[Activity]: Going down the listing below, print exactly each line from the one with "tire in the image above." up to and including the one with "sedan in the image above.", and skip the rest.

★ ★ ★

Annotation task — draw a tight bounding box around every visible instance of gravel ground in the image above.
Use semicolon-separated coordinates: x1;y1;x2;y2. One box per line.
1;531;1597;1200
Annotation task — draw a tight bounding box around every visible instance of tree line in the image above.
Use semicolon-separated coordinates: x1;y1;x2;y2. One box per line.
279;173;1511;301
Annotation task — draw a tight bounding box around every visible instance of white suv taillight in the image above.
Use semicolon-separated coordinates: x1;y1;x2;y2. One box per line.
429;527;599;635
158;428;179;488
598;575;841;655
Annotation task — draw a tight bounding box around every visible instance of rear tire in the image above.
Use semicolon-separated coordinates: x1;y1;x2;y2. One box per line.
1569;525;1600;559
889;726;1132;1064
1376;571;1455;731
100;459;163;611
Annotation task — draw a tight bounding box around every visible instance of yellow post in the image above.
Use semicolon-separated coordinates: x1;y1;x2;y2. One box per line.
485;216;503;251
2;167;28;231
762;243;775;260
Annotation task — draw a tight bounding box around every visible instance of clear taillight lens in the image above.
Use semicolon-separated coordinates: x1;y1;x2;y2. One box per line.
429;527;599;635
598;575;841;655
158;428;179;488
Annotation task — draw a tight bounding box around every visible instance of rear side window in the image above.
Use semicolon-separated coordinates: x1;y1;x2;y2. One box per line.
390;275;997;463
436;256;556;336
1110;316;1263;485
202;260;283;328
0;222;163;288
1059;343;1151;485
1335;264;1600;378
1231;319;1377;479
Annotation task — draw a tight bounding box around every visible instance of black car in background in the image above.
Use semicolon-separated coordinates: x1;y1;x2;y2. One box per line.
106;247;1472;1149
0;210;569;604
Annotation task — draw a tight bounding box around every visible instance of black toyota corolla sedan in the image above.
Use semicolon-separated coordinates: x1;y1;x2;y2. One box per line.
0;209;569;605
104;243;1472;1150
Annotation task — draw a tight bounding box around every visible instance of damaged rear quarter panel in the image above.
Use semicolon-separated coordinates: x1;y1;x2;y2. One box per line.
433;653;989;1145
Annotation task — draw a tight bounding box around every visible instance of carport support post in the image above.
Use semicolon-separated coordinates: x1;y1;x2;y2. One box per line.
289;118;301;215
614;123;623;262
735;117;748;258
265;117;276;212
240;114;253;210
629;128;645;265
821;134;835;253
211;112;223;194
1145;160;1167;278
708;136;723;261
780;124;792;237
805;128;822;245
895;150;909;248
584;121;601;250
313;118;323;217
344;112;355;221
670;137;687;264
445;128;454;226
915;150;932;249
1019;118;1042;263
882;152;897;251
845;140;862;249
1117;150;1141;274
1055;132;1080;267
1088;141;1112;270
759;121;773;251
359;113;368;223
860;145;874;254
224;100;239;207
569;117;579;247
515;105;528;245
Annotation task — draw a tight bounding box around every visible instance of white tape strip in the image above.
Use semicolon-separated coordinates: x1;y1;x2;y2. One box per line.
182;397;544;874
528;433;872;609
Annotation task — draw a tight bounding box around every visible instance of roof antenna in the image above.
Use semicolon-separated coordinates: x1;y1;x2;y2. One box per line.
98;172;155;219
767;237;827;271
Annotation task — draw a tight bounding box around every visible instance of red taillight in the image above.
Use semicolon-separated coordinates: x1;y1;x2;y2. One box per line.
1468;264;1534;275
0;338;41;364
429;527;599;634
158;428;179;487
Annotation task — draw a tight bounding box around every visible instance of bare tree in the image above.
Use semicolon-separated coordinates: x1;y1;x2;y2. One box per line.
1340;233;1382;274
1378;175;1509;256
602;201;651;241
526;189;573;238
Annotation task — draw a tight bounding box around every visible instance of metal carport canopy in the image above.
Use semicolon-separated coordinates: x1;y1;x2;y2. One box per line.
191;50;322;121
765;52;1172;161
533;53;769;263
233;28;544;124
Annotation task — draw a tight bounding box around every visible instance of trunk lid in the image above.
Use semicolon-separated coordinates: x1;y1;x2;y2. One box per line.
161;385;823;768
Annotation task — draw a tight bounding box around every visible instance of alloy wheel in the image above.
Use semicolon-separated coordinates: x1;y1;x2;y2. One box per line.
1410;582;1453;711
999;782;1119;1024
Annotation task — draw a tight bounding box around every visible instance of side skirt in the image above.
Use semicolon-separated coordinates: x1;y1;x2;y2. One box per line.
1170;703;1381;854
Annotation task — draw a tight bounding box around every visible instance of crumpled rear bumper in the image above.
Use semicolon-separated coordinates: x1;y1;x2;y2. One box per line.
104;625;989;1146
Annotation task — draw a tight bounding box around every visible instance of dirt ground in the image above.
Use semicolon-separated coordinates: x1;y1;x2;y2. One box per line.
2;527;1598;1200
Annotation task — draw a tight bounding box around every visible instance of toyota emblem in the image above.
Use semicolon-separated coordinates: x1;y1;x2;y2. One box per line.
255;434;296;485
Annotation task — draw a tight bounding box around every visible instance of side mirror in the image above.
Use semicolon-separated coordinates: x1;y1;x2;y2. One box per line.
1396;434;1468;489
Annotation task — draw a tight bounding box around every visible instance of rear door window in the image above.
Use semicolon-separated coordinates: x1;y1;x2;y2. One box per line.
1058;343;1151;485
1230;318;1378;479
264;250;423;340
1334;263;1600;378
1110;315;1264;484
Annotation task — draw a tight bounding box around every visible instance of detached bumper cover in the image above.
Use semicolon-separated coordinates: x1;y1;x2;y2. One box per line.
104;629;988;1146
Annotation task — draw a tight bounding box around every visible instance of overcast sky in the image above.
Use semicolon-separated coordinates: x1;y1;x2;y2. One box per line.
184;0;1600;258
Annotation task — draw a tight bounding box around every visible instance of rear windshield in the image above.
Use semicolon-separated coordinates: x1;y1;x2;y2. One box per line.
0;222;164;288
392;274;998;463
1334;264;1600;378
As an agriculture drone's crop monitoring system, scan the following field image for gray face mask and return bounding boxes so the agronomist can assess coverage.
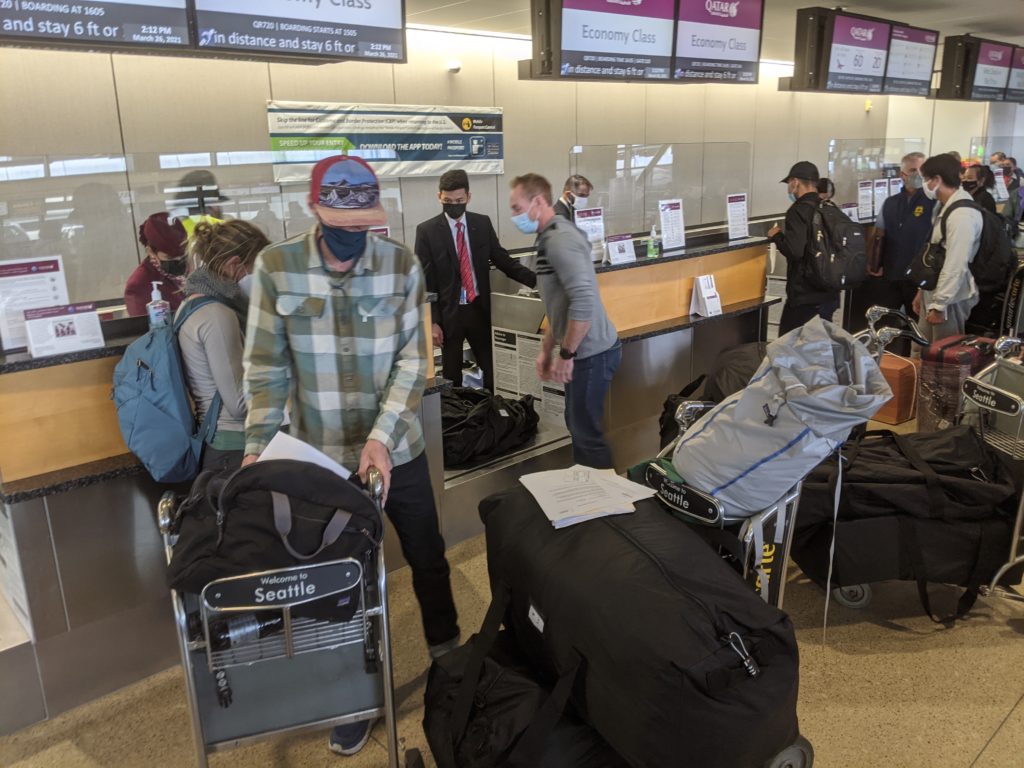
[907,173,924,190]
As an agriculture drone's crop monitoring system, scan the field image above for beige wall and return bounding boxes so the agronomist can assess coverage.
[0,29,1002,302]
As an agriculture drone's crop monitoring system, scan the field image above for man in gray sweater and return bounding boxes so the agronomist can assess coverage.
[509,173,621,468]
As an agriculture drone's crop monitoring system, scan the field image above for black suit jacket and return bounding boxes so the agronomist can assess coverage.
[553,199,574,222]
[415,211,536,333]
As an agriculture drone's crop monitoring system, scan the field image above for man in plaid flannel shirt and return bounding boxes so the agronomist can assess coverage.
[241,156,459,757]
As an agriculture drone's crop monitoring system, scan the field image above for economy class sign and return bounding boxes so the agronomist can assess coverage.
[674,0,763,83]
[560,0,675,80]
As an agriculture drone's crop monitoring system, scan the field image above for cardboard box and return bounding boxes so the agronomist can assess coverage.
[875,353,920,425]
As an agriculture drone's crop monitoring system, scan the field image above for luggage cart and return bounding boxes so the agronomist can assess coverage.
[157,467,400,768]
[959,336,1024,603]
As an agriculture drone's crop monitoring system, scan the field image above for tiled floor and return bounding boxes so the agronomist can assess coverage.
[1,533,1022,768]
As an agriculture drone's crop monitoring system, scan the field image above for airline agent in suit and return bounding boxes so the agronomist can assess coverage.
[415,170,536,392]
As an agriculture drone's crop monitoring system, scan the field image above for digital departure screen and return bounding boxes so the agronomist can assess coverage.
[191,0,405,60]
[674,0,763,83]
[825,13,890,93]
[1008,47,1024,103]
[971,41,1012,101]
[883,25,937,96]
[0,0,189,48]
[559,0,674,80]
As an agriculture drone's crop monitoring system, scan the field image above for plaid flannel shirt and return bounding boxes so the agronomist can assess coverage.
[243,227,427,468]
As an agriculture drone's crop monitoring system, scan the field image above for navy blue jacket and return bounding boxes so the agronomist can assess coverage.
[878,188,935,280]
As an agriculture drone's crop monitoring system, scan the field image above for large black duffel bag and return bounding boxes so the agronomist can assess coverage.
[480,486,802,768]
[793,426,1018,621]
[442,388,540,467]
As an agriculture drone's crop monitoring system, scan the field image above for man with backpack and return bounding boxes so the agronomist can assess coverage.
[768,161,841,334]
[911,154,984,342]
[241,156,460,758]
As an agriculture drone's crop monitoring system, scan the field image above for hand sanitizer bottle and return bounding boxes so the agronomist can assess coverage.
[647,225,660,258]
[147,281,170,329]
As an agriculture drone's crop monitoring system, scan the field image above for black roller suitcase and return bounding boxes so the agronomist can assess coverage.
[479,486,803,768]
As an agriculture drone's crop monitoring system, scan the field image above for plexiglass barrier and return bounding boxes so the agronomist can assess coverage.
[825,137,928,217]
[567,142,753,236]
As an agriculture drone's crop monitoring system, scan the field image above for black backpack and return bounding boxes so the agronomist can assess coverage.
[441,388,540,468]
[166,459,383,596]
[907,199,1015,294]
[803,199,868,292]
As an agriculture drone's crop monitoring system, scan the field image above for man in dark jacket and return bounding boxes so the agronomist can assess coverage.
[768,161,839,334]
[553,174,594,223]
[416,170,536,391]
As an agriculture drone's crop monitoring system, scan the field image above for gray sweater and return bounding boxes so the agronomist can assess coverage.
[178,301,247,441]
[527,216,618,360]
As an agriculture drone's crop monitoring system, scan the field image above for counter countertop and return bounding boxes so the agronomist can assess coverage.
[0,333,137,375]
[620,296,781,344]
[595,235,769,275]
[0,377,452,504]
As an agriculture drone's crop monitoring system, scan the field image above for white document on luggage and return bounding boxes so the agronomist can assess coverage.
[520,466,654,529]
[257,431,352,480]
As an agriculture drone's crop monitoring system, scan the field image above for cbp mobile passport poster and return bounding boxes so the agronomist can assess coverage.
[560,0,674,80]
[674,0,763,83]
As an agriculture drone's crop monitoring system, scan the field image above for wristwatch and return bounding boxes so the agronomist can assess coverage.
[558,347,577,360]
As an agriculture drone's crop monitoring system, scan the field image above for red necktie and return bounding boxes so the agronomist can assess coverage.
[456,221,477,303]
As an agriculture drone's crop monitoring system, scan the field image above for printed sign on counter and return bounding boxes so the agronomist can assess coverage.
[559,0,674,80]
[658,199,686,251]
[689,274,723,318]
[606,234,636,265]
[0,256,70,352]
[0,0,189,48]
[840,203,860,223]
[492,327,565,425]
[972,41,1013,101]
[857,181,874,222]
[993,169,1010,201]
[889,177,904,198]
[873,179,890,218]
[574,207,607,262]
[726,193,750,240]
[674,0,763,83]
[826,14,890,93]
[24,303,104,359]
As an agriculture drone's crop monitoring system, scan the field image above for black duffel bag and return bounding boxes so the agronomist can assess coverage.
[793,426,1017,621]
[480,486,803,768]
[441,388,540,467]
[166,459,383,596]
[424,584,627,768]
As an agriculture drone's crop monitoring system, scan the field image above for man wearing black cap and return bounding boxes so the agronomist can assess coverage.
[767,161,840,334]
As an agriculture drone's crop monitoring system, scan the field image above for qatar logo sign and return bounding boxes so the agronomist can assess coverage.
[988,49,1005,63]
[850,27,875,43]
[705,0,740,18]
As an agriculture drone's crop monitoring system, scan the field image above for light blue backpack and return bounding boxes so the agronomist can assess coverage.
[112,296,224,483]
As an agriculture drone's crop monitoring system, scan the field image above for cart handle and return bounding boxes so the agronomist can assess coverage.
[366,466,385,503]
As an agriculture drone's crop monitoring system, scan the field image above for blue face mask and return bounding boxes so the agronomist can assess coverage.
[511,212,538,234]
[787,192,798,203]
[320,224,367,264]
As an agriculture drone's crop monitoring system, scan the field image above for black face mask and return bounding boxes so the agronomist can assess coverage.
[161,257,188,276]
[443,202,467,219]
[962,181,979,193]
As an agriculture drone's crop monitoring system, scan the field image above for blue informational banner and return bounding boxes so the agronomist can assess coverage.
[267,101,505,181]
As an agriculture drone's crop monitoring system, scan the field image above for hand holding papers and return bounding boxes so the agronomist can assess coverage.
[258,431,351,480]
[520,465,656,529]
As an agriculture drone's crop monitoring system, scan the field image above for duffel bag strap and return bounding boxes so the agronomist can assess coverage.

★ ★ ★

[Task response]:
Annotation task — draw a tight bounding box around every visible instance of rear tire in the image above.
Use semicolon-separated coordinates: x1;y1;x2;y2. One box per line.
1569;525;1600;559
889;726;1132;1064
1376;571;1455;731
100;459;163;611
Annotation task — draw a tight bounding box around every visible instance of yellow post in the image above.
Use semicolon-separated coordinates: x1;y1;x2;y2. One box per line.
485;216;503;251
2;167;28;231
762;243;775;260
Annotation task — draw a tight bounding box around every visible instance of clear taillight lens in the image above.
Use semicolon-separated coordinates: x1;y1;x2;y2. One box per line.
429;527;599;635
598;575;841;655
158;428;179;488
Annotation task — draw a tight bounding box around every visible instance of rear side window in the image above.
Use semicolon-separated coordinates: x1;y1;x2;y2. One box per line.
390;275;997;463
436;256;556;336
1110;316;1263;485
202;260;283;328
0;222;163;288
1059;343;1151;485
1335;264;1600;378
1231;319;1377;479
Annotation task — draw a tight bounding box around every visible instance of black car in background in the image above.
Use semicolon-separated coordinates: x1;y1;x2;y2. One box per line.
106;247;1472;1149
0;210;569;604
Annotation task — draw a tight bounding box around every visible instance of black toyota corolla sedan in the image above.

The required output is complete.